*** Opening of RAW DATA ***

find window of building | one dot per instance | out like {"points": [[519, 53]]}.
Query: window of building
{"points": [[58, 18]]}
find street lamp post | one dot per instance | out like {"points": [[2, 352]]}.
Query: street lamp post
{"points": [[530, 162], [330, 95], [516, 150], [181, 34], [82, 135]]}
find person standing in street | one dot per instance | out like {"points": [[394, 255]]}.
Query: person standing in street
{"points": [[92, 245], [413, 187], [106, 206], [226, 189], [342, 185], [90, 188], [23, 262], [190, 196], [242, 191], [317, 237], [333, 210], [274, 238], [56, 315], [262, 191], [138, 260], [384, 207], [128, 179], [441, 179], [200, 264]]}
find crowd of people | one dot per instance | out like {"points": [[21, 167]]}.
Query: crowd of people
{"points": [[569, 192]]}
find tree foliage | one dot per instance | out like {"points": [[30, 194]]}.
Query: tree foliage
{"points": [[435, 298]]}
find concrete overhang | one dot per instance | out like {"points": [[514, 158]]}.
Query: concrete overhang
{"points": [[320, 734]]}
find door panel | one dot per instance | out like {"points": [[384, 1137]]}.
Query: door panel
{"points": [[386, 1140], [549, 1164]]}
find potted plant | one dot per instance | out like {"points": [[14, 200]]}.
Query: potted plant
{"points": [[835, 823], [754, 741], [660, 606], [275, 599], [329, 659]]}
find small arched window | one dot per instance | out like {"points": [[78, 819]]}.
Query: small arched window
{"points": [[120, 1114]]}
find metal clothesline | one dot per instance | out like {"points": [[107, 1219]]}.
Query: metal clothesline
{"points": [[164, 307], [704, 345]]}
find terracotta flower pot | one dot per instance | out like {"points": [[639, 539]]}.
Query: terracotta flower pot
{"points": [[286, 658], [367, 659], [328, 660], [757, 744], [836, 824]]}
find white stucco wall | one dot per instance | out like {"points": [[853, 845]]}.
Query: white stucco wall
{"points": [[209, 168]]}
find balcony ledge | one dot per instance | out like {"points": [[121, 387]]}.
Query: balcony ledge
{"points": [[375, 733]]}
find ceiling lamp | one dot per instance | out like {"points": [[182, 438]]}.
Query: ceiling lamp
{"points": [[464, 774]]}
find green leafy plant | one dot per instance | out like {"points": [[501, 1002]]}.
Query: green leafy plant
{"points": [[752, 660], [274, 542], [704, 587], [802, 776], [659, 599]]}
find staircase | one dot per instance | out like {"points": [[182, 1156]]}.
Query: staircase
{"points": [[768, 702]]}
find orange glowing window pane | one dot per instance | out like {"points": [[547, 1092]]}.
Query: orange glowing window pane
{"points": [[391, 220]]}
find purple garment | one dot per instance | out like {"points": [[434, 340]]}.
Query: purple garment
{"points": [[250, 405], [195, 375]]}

*** Close of RAW DATA ***

AIM OF THE TASK | Your reply must repeat the records above exactly and in full.

RESPONSE AREA |
find window of building | one dot per instance | out like {"points": [[519, 53]]}.
Query: window of building
{"points": [[58, 18]]}
find street lamp post | one dot per instance | out like {"points": [[2, 352]]}.
Query: street lamp post
{"points": [[530, 162], [330, 95], [516, 150], [181, 34], [82, 135]]}
find person standing in street | one dot per instance | out like {"points": [[394, 255]]}.
Query: person standing in street
{"points": [[92, 245], [413, 187], [106, 206], [226, 189], [342, 185], [90, 188], [23, 262], [190, 196], [242, 191], [317, 237], [333, 210], [274, 238], [56, 315], [262, 191], [138, 260], [384, 207], [128, 179], [441, 179], [200, 264]]}
find crowd of people | one dot per instance | out like {"points": [[21, 167]]}.
Query: crowd of people
{"points": [[569, 192]]}
find tree foliage | one dot per instance | out like {"points": [[30, 194]]}.
Query: tree foliage
{"points": [[435, 298]]}
find concrete overhang | one dot per instance | out like {"points": [[514, 158]]}.
Query: concrete overhang
{"points": [[320, 734]]}
find door panel | one dot per instance | out like {"points": [[384, 1137]]}.
Query: door panel
{"points": [[386, 1140], [549, 1164]]}
find potted plant | one dot per instance | out like {"points": [[14, 200]]}.
Query: potted plant
{"points": [[835, 823], [754, 741], [660, 606], [275, 599], [329, 659]]}
find small arched window | one dot per instance | out like {"points": [[78, 819]]}.
Query: small arched window
{"points": [[120, 1114]]}
find metal clothesline | one dot per instance | out like {"points": [[107, 1219]]}.
Query: metal clothesline
{"points": [[164, 307], [704, 345]]}
find terracotta flower pot | one dot per instance | out like {"points": [[639, 539]]}.
Query: terracotta flower pot
{"points": [[286, 658], [367, 659], [328, 660], [757, 744], [836, 824]]}
find white stucco wall | one dot per instance | out like {"points": [[853, 845]]}.
Query: white stucco wall
{"points": [[209, 168]]}
find balcony ledge | one dot per instance | out like {"points": [[121, 387]]}.
Query: balcony ledge
{"points": [[375, 733]]}
find ceiling lamp | one dot per instance | out like {"points": [[182, 438]]}.
Query: ceiling lamp
{"points": [[464, 774]]}
find green leafy plant | one dot per instance | out like {"points": [[501, 1002]]}.
Query: green leafy plant
{"points": [[752, 660], [274, 542], [704, 587], [802, 776], [659, 599]]}
find staircase | one dot per instance | out like {"points": [[182, 1156]]}.
Query: staircase
{"points": [[768, 702]]}
find orange glowing window pane | one dot per instance | out like {"points": [[547, 1092]]}.
Query: orange glowing window pane
{"points": [[391, 220]]}
find purple garment | one dot per instance | out like {"points": [[434, 340]]}.
Query: purple garment
{"points": [[250, 405], [195, 375]]}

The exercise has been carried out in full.